Extracted records
++++++++++++++++++++
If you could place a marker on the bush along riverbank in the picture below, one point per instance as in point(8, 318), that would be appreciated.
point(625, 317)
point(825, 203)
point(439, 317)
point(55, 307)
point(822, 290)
++++++++++++++++++++
● PROBLEM DESCRIPTION
Each and every record above needs writing out exactly.

● WRITTEN SOLUTION
If you could place a marker on the bush along riverbank in the picture below, one point per instance as in point(8, 318), that would be appreciated.
point(625, 317)
point(825, 203)
point(439, 317)
point(55, 307)
point(822, 290)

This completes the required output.